Your task: Identify each line in the listing below that contains the string "shirt" and copy those lines out.

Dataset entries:
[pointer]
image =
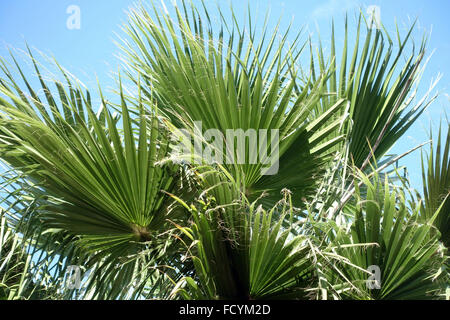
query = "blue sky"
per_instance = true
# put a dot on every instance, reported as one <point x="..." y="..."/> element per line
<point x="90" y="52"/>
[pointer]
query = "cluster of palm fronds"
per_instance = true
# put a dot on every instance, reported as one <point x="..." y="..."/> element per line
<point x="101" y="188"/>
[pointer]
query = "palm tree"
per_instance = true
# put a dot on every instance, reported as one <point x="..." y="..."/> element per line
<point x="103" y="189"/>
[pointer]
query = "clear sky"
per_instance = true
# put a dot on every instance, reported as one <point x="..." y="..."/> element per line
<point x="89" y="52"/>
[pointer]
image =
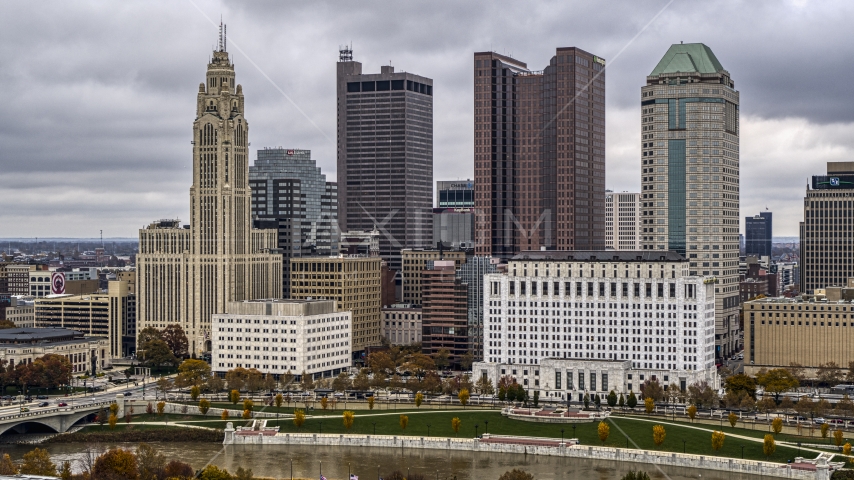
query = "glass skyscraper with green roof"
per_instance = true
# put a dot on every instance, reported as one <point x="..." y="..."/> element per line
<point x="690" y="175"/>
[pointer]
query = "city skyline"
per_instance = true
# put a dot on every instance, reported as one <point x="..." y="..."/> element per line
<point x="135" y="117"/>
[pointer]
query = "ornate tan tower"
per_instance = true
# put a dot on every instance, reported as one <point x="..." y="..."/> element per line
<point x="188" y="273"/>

--

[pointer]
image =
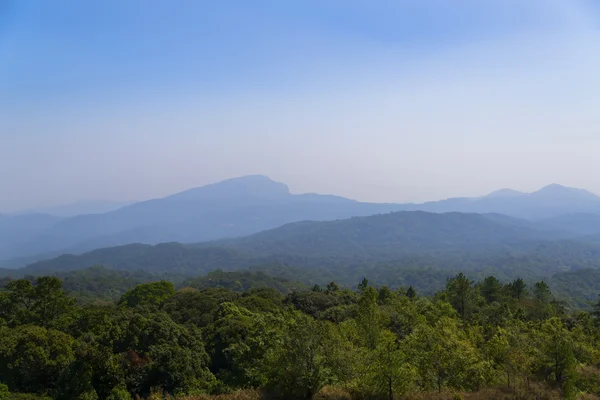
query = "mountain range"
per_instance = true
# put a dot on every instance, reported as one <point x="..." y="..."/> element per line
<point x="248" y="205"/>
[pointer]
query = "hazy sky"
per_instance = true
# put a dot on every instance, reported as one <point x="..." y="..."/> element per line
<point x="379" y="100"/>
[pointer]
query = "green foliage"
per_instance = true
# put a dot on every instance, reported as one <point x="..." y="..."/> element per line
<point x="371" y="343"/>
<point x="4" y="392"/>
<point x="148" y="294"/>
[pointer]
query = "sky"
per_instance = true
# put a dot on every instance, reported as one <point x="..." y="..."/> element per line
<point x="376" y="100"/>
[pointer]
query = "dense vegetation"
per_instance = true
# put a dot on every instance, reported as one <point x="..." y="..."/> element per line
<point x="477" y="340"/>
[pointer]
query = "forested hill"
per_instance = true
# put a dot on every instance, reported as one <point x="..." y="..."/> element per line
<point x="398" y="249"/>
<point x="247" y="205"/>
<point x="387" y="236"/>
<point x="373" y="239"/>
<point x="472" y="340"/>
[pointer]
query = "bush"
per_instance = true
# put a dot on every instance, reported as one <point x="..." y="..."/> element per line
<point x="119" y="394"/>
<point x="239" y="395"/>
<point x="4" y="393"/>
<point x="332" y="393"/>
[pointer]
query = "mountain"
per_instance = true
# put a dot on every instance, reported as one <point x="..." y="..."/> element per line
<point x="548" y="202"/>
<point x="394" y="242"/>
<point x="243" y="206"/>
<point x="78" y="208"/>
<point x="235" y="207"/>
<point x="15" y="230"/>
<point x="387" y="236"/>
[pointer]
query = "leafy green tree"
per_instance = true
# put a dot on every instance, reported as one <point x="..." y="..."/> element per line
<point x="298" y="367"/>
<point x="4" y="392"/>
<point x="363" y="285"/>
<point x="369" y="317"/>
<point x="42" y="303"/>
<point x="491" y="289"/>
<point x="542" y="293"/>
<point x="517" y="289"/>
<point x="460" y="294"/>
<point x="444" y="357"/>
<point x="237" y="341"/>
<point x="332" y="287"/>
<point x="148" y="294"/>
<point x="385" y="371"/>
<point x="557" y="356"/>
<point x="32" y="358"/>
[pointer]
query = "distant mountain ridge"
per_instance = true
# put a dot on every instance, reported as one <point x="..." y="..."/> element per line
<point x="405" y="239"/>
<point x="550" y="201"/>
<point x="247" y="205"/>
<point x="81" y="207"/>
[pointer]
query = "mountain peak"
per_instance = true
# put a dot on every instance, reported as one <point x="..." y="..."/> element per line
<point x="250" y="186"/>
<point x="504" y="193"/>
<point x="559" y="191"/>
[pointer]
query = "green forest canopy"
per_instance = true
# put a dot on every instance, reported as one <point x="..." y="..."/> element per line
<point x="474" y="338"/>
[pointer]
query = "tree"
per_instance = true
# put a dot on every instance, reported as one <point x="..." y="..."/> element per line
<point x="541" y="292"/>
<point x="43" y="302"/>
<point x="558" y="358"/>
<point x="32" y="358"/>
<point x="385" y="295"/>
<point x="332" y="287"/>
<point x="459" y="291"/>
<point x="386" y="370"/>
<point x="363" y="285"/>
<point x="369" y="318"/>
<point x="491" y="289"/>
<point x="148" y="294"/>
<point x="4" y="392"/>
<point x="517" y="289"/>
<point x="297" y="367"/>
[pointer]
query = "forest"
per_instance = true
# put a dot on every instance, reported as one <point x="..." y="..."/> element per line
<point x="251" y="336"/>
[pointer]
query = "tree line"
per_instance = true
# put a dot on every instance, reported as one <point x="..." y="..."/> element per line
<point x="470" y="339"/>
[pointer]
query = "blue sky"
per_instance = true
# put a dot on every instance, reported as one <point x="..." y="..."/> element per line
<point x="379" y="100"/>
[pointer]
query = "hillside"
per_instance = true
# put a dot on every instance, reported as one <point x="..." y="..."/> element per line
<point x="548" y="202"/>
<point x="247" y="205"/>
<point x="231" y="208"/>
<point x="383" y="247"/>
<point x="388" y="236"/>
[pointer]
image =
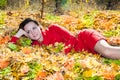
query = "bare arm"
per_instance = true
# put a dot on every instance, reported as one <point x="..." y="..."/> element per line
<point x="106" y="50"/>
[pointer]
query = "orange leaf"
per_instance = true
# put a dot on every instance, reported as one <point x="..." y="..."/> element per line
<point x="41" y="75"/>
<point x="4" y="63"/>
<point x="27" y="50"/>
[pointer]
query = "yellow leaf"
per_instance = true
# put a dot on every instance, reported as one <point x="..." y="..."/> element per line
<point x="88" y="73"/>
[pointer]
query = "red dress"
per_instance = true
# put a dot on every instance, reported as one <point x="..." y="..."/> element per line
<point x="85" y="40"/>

...

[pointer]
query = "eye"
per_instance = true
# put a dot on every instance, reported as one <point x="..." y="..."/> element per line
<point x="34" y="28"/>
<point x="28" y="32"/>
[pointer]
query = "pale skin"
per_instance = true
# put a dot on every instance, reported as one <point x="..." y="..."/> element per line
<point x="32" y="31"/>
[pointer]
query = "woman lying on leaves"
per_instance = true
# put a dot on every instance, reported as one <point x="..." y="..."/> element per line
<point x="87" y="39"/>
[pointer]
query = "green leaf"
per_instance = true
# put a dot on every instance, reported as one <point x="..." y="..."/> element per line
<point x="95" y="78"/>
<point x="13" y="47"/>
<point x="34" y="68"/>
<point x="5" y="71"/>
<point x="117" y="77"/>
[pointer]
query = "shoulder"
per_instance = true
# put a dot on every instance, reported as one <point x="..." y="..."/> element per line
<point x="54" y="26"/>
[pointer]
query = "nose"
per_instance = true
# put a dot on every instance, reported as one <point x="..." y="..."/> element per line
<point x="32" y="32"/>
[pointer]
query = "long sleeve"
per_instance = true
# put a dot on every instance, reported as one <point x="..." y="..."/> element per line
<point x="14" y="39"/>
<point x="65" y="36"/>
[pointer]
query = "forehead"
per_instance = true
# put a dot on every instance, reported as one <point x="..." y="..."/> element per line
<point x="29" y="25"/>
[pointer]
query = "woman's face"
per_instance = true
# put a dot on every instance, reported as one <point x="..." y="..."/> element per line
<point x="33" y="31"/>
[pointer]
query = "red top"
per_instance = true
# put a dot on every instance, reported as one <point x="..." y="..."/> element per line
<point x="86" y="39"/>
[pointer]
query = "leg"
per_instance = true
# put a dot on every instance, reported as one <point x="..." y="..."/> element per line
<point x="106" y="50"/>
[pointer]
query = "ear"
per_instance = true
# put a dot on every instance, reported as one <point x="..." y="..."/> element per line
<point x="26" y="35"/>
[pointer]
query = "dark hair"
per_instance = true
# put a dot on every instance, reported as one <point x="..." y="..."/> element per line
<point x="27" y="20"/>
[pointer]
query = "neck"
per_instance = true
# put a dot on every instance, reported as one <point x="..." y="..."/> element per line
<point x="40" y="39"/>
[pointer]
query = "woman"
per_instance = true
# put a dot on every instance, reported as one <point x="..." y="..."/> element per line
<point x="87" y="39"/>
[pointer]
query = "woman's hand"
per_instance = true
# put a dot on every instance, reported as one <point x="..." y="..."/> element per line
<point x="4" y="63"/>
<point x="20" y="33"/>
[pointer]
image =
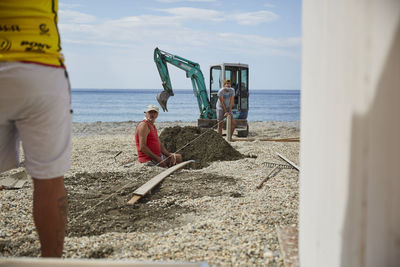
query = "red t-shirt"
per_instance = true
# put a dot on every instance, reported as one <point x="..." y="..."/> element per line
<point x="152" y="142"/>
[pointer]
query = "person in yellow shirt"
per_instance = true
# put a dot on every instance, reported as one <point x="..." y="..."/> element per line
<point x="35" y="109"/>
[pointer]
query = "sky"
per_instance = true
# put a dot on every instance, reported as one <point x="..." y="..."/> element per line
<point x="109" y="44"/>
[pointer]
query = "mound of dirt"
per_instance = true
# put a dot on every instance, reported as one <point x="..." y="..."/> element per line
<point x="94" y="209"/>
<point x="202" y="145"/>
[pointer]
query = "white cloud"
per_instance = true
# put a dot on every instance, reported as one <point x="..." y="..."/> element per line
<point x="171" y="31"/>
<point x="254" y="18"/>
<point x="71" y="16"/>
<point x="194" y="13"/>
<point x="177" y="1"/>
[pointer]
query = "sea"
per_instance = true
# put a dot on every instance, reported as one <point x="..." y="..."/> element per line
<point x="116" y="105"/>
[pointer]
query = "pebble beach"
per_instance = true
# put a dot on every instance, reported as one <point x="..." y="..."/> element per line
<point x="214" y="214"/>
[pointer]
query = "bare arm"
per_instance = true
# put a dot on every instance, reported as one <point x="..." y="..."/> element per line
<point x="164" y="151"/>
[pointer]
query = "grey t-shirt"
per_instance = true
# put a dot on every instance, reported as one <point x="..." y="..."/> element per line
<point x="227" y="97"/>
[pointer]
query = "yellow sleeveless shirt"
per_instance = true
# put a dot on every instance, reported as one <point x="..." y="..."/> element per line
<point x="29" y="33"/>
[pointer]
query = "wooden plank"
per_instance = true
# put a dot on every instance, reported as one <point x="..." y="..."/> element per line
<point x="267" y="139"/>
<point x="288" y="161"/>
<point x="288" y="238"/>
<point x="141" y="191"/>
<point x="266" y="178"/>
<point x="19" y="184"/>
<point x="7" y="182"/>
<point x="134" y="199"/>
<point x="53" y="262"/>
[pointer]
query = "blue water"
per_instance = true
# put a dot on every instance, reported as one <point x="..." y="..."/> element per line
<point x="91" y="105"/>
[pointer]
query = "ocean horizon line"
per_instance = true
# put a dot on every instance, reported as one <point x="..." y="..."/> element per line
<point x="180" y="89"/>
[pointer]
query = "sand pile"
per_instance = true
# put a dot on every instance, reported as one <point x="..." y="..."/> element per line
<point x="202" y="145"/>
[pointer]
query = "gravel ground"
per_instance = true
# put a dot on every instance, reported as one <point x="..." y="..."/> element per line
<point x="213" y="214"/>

Response to this exercise:
query = "red t-shirt"
query = "person in yellow shirt"
query = "grey t-shirt"
query = "yellow sleeveless shirt"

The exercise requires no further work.